Ausgangstext:
━━━━━━
Von Sebastian Viehmann

Moderne Luxuslimousinen haben ein bisschen etwas von James Bond: Radaraugen hinter dem Kühlergrill oder in der Stoßstange beäugen unauffällig den Verkehr, Infrarot- oder Wärmebildkameras machen die Nacht zum Tag. Ausgeklügelte Abstandsassistenten halten nicht nur Distanz zum Vordermann, sondern bremsen auch selbständig.

Viele Namen für eine Technik

Die «Distronic Plus» in der neuen CL-Klasse von Mercedes zum Beispiel arbeitet mit Hilfe von zwei Radarsystemen in einem Bereich von 20 Zentimetern bis 150 Metern und bei Geschwindigkeiten bis 200 Stundenkilometern. Die so genannte Pre-Safe-Bremse greift ein, wenn ein Auffahrunfall droht. Aber Abstands-Assistenten und automatische Bremssysteme gibt es nicht nur bei Mercedes. Ford bietet eine adaptive Geschwindigkeitsregelanlage («Adaptive Cruise Control», kurz ACC) mit Auffahrwarnsystem («Forward Alert») an. Honda hält für den neuen Civic ebenfalls ein ACC-System bereit. Dazu kommt das CMBS («Collision Mitigation Brake System»), das helfen soll, Auffahrunfälle zu verhindern. BMWs Geschwindigkeitsregelanlage heißt ebenfalls ACC und arbeitet bei Geschwindigkeiten bis zu 180 Kilometern pro Stunde. Optional gibt es eine «Stop & Go»-Funktion, die das Fahrzeug bis zum Stillstand abbremst. Eine automatische Vollbremsung gibt es aber nicht, ebenso wenig wie bei Mercedes.

Führungsfahrzeug: Abstandsanzeige im Mercedes-Tacho Foto: Werk

Aber: Können die Abstandsassistenten in einem Dauertest auf Autobahn und Landstraße überzeugen? Um das herauszufinden, sind wir in einer Mercedes E-Klasse mit Distronic von Paris bis St. Petersburg gefahren. Die Bedienung ist kinderleicht: Mit einem kleinen Hebel links neben dem Lenkrad stellt man die gewünschte Geschwindigkeit (bis 180 Stundenkilometer) ein, mit einem Rändelrad an der Mittelkonsole den gewünschten Abstand zum Vordermann. Das vorausfahrende Fahrzeug wird zum «Führungsfahrzeug», an dem sich die Distronic orientiert: Wird es langsamer, bremst auch der Benz ab, beschleunigt es, eilen Distronic und Daimler hinterher. Eigentlich passt der Begriff «Zugfahrzeug» im diesem Zusammenhang am besten: Man hat den Eindruck, dass einen der Vordermann an einem unsichtbaren Abschleppseil hinter sich her zieht.
━━━━━━
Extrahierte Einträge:
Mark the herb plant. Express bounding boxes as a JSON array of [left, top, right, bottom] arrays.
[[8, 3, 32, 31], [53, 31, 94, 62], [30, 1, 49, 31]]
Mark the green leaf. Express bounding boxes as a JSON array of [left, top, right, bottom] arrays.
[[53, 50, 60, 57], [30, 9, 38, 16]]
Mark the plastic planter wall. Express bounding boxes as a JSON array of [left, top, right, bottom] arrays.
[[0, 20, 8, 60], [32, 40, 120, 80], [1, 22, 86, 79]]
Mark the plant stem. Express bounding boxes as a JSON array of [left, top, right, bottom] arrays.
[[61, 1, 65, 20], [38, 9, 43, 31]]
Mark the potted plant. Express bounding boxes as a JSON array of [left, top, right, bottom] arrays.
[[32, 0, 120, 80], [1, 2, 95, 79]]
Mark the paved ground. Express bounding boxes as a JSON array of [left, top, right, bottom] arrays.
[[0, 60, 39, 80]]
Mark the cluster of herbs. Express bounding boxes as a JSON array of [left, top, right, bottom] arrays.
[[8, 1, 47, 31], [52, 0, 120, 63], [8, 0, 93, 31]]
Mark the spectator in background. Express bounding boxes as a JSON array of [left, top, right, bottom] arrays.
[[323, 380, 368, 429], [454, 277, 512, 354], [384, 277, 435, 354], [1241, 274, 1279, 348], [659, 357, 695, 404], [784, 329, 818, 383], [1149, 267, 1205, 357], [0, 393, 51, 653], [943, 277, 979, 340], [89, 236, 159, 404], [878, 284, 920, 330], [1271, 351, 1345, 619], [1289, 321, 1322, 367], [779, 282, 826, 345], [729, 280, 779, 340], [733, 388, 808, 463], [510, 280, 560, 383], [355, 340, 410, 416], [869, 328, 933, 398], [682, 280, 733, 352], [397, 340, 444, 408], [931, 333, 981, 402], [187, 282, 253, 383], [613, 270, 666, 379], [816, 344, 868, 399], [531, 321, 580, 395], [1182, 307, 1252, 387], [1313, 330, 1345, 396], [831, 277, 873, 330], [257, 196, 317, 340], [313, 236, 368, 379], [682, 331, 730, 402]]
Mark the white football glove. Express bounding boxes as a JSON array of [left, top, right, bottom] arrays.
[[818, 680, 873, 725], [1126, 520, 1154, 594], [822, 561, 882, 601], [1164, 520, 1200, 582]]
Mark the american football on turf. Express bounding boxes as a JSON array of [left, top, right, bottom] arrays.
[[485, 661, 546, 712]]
━━━━━━
Aufgaben:
(1) Schreiben Sie aus dem Text über Abstandsassistenten den Abschnitt wörtlich ab, beginnend bei "Aber: Können die" und endend bei "sich her zieht.".
(2) Beantworten Sie anhand des Textes über Abstandsassistenten die folgenden Fragen.
(a) Bis zu welcher Geschwindigkeit arbeitet die «Distronic Plus» in der neuen CL-Klasse von Mercedes?
(b) Wie heißt das Auffahrwarnsystem, das Ford zusammen mit seiner adaptiven Geschwindigkeitsregelanlage anbietet?
(c) Von wo bis wo wurde die Mercedes E-Klasse mit Distronic im Dauertest gefahren?
(3) Prüfen Sie, ob die folgenden Aussagen mit dem Text über Abstandsassistenten übereinstimmen. Antworten Sie jeweils mit Ja oder Nein und zitieren Sie die entscheidenden Worte des Textes.
(a) Die Geschwindigkeitsregelanlage von BMW arbeitet bei Geschwindigkeiten bis zu 200 Kilometern pro Stunde.
(b) Honda bietet für den neuen Civic ein ACC-System an.
(c) In der Mercedes E-Klasse wird der gewünschte Abstand zum Vordermann mit einem Hebel links neben dem Lenkrad eingestellt.

Lösungen:
(1)
Aber: Können die Abstandsassistenten in einem Dauertest auf Autobahn und Landstraße überzeugen? Um das herauszufinden, sind wir in einer Mercedes E-Klasse mit Distronic von Paris bis St. Petersburg gefahren. Die Bedienung ist kinderleicht: Mit einem kleinen Hebel links neben dem Lenkrad stellt man die gewünschte Geschwindigkeit (bis 180 Stundenkilometer) ein, mit einem Rändelrad an der Mittelkonsole den gewünschten Abstand zum Vordermann. Das vorausfahrende Fahrzeug wird zum «Führungsfahrzeug», an dem sich die Distronic orientiert: Wird es langsamer, bremst auch der Benz ab, beschleunigt es, eilen Distronic und Daimler hinterher. Eigentlich passt der Begriff «Zugfahrzeug» im diesem Zusammenhang am besten: Man hat den Eindruck, dass einen der Vordermann an einem unsichtbaren Abschleppseil hinter sich her zieht.

(2)
(a) Bis 200 Stundenkilometer.
(b) «Forward Alert».
(c) Von Paris bis St. Petersburg.

(3)
(a) Nein: "arbeitet bei Geschwindigkeiten bis zu 180 Kilometern pro Stunde"
(b) Ja: "Honda hält für den neuen Civic ebenfalls ein ACC-System bereit."
(c) Nein: "mit einem Rändelrad an der Mittelkonsole den gewünschten Abstand zum Vordermann"